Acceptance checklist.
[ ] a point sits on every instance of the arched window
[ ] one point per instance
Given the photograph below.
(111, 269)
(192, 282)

__ABOUT THIS EXERCISE__.
Which lines of the entries above contain the string "point"? Copy each one.

__ANSWER TO THE EXERCISE__.
[ ] a point sits on every instance of the arched window
[ ] one point per instance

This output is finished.